L’occasion faisant le larron ou plutôt l’aphorisme, ma chronique de ce jour ira à l’art du peu, à l’art du bref.
Il se trouve en effet qu’on fera bref à Ménilmontant* ces 22, 23 et 24 mars grâce à Claire Cecchini de la librairie L’Officine qui accueille un “Week-end cosmopolite de l’Aphorisme et des formes brèves” afin de mettre à l’honneur un genre peu fortuné (et qui n’enrichit certes pas ses illustrateurs). L’initiateur et maître d’œuvre de cet événement est Paul De Laboulaye (dont le nom de plume est Paul Lambda) qui cultive depuis longtemps cet amour du bref (il “écrit des miettes et, les jours heureux, des confettis”) avec des auteurs comme Georges Kolebka ou Eric Chevillard et bien d’autres dont la liste est ci-dessous** (de nombreux éditeurs dédiés à ce genre seront aussi présents).
J’ai l’honneur d’avoir été convié à ce marathon pour lire un choix d’aphorismes ou plutôt de notes de Jacques Drillon extrait de ses Papiers découpés. Un ensemble considérable de notes comprenant : Les fausses dents de Berlusconi (Grasset, 2014), et les Papiers recollés (initialement parus sur le site de Pierre Assouline La République des livres), tous publiés par les éditions Du Lérot soit :
– Le cul rose d’Awa en 2020,
– Le cure-dent d’Alfred Jarry en 2022,
– Les pinces à linge de Céline en 2023,
– Les asperges de Marcel Proust en 2024.

□ □ □ □ □

*Travail à faire:*
Reprenez le passage de la chronique compris entre « L’occasion faisant le » et « seront aussi présents). » inclus, en substituant « Belleville » à « Ménilmontant ».

*Données fournies:*
□ □ □ □ □

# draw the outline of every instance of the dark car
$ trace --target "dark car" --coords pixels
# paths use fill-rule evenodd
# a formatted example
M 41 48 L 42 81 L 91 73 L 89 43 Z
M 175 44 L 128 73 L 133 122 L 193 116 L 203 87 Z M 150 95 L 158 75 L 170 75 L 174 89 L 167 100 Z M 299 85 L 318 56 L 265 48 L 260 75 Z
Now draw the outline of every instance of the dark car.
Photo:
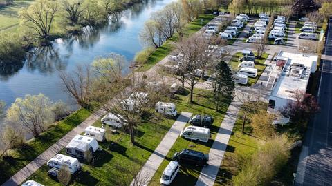
M 210 127 L 212 125 L 213 121 L 212 116 L 210 116 L 195 115 L 189 120 L 189 123 L 195 126 Z
M 47 174 L 50 176 L 53 176 L 57 178 L 57 174 L 59 173 L 59 169 L 56 168 L 52 168 L 47 172 Z
M 201 152 L 184 149 L 180 152 L 176 152 L 173 156 L 173 159 L 181 164 L 192 164 L 204 166 L 208 164 L 209 154 L 203 154 Z
M 240 58 L 239 61 L 255 61 L 256 58 L 252 56 L 244 56 L 241 58 Z

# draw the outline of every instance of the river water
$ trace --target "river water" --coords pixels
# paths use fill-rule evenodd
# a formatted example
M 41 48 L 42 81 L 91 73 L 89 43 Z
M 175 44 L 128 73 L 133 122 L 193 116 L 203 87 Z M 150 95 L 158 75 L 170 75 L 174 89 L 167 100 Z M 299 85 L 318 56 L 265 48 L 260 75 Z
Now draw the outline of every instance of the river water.
M 59 70 L 72 71 L 77 64 L 90 63 L 111 52 L 131 61 L 142 49 L 139 33 L 151 14 L 175 0 L 146 0 L 113 18 L 107 25 L 89 29 L 80 37 L 57 39 L 51 46 L 35 49 L 21 64 L 0 68 L 0 100 L 10 105 L 16 98 L 42 93 L 52 101 L 75 102 L 62 88 Z M 124 64 L 124 72 L 128 72 Z

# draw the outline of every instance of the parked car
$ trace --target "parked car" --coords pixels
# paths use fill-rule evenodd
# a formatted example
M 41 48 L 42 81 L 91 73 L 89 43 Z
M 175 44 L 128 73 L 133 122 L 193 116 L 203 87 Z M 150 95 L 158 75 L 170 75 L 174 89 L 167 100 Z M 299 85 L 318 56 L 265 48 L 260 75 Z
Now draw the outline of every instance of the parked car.
M 192 125 L 210 127 L 212 125 L 214 118 L 208 115 L 194 115 L 189 120 L 189 123 Z
M 209 154 L 201 152 L 184 149 L 180 152 L 176 152 L 173 159 L 180 164 L 192 164 L 194 165 L 204 166 L 208 164 Z

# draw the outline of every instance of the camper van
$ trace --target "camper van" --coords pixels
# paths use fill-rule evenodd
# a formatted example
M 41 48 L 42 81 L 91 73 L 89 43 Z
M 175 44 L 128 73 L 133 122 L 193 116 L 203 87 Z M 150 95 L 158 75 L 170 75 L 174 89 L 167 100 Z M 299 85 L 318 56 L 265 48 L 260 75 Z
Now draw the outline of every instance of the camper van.
M 22 186 L 44 186 L 44 185 L 42 185 L 34 180 L 27 180 L 22 184 Z
M 246 75 L 248 77 L 255 78 L 257 76 L 257 69 L 252 68 L 243 68 L 237 72 L 239 74 Z
M 85 158 L 86 153 L 95 153 L 99 149 L 95 138 L 86 136 L 76 135 L 66 146 L 66 153 L 75 158 Z
M 175 116 L 178 114 L 175 104 L 159 101 L 156 104 L 156 112 L 165 115 Z
M 225 31 L 223 31 L 223 33 L 230 34 L 232 34 L 232 37 L 234 37 L 237 35 L 237 32 L 232 30 L 225 30 Z
M 84 130 L 84 136 L 94 138 L 98 141 L 102 142 L 105 140 L 106 130 L 94 126 L 89 126 Z
M 248 83 L 248 76 L 243 74 L 236 74 L 234 77 L 235 83 L 246 85 Z
M 178 163 L 175 161 L 171 161 L 163 172 L 160 178 L 160 185 L 170 185 L 179 170 L 180 166 Z
M 59 169 L 64 164 L 68 166 L 71 174 L 81 169 L 81 165 L 80 165 L 77 159 L 61 154 L 55 155 L 47 162 L 47 165 L 49 167 L 58 169 Z
M 301 32 L 299 34 L 299 38 L 303 39 L 317 40 L 318 35 L 315 33 Z
M 210 129 L 189 126 L 185 127 L 180 134 L 181 137 L 186 139 L 196 140 L 197 141 L 208 142 L 211 138 L 211 134 Z
M 243 62 L 241 62 L 237 67 L 242 68 L 255 68 L 255 63 L 254 61 L 244 61 Z
M 225 32 L 221 32 L 219 34 L 220 37 L 222 38 L 222 39 L 233 39 L 233 37 L 232 36 L 231 34 L 230 33 L 225 33 Z
M 101 119 L 101 121 L 103 125 L 107 125 L 115 128 L 121 128 L 127 123 L 122 116 L 113 113 L 107 114 Z
M 246 42 L 247 43 L 256 43 L 256 42 L 259 41 L 260 40 L 261 40 L 261 37 L 256 37 L 252 36 L 252 37 L 250 37 L 247 39 Z

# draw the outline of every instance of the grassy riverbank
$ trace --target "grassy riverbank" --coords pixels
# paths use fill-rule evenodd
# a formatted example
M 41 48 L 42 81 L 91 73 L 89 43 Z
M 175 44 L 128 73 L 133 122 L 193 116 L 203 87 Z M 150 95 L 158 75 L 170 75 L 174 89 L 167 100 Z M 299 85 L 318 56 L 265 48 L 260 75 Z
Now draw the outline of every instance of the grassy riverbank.
M 203 25 L 206 25 L 214 17 L 212 14 L 203 14 L 195 21 L 187 23 L 183 28 L 184 37 L 189 37 L 199 31 Z M 147 61 L 142 67 L 138 69 L 138 71 L 147 71 L 156 65 L 160 60 L 169 55 L 175 49 L 175 43 L 178 41 L 178 34 L 174 34 L 171 38 L 166 41 L 160 47 L 157 48 L 150 56 Z
M 0 159 L 0 183 L 7 180 L 10 176 L 28 165 L 40 154 L 52 146 L 62 136 L 71 131 L 91 113 L 84 109 L 80 109 L 69 116 L 55 123 L 37 138 L 28 141 L 23 147 L 10 150 L 10 156 Z

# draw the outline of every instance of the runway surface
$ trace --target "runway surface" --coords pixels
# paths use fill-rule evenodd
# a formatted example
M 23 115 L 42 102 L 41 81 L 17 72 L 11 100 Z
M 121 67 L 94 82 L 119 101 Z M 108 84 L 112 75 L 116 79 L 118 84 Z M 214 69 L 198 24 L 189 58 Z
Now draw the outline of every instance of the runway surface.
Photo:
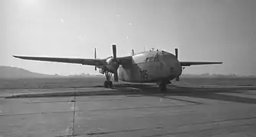
M 256 136 L 256 88 L 0 91 L 0 136 Z

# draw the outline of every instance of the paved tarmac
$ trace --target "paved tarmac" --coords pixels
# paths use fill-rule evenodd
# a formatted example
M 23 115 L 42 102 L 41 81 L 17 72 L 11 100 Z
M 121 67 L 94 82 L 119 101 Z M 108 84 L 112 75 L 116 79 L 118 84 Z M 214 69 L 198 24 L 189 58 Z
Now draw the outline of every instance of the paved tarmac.
M 0 91 L 0 136 L 256 136 L 256 88 Z

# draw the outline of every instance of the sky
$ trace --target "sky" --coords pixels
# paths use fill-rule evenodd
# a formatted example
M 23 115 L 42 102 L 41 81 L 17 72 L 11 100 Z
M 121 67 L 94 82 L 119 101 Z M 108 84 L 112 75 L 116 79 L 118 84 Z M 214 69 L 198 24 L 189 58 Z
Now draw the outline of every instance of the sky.
M 99 74 L 94 66 L 13 55 L 100 59 L 150 48 L 179 61 L 218 61 L 185 74 L 256 75 L 254 0 L 2 0 L 0 65 L 44 74 Z

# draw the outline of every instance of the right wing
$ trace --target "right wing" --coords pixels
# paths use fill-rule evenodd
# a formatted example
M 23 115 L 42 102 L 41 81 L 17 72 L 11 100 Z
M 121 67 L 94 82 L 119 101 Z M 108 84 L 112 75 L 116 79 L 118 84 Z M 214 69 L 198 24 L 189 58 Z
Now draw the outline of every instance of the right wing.
M 72 58 L 54 58 L 54 57 L 34 57 L 34 56 L 13 56 L 15 58 L 19 58 L 26 60 L 38 60 L 38 61 L 46 61 L 46 62 L 66 62 L 66 63 L 75 63 L 88 65 L 100 66 L 107 64 L 105 59 L 72 59 Z
M 182 66 L 190 66 L 195 65 L 222 64 L 222 62 L 179 62 Z

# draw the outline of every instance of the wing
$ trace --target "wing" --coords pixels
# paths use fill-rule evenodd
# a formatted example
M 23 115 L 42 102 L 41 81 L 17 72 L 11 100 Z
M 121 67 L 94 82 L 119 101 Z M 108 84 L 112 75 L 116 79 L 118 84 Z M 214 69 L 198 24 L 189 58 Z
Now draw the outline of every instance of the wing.
M 197 65 L 222 64 L 221 62 L 180 62 L 182 66 L 190 66 Z
M 96 66 L 104 65 L 107 64 L 105 59 L 34 57 L 34 56 L 13 56 L 15 58 L 19 58 L 27 60 L 57 62 L 74 63 L 74 64 L 82 64 L 82 65 L 96 65 Z
M 118 62 L 120 65 L 129 65 L 130 63 L 133 62 L 133 57 L 132 56 L 124 56 L 124 57 L 119 57 L 117 58 Z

□ □ □ □ □

*En réponse:*
L’occasion faisant le larron ou plutôt l’aphorisme, ma chronique de ce jour ira à l’art du peu, à l’art du bref.
Il se trouve en effet qu’on fera bref à Belleville* ces 22, 23 et 24 mars grâce à Claire Cecchini de la librairie L’Officine qui accueille un “Week-end cosmopolite de l’Aphorisme et des formes brèves” afin de mettre à l’honneur un genre peu fortuné (et qui n’enrichit certes pas ses illustrateurs). L’initiateur et maître d’œuvre de cet événement est Paul De Laboulaye (dont le nom de plume est Paul Lambda) qui cultive depuis longtemps cet amour du bref (il “écrit des miettes et, les jours heureux, des confettis”) avec des auteurs comme Georges Kolebka ou Eric Chevillard et bien d’autres dont la liste est ci-dessous** (de nombreux éditeurs dédiés à ce genre seront aussi présents).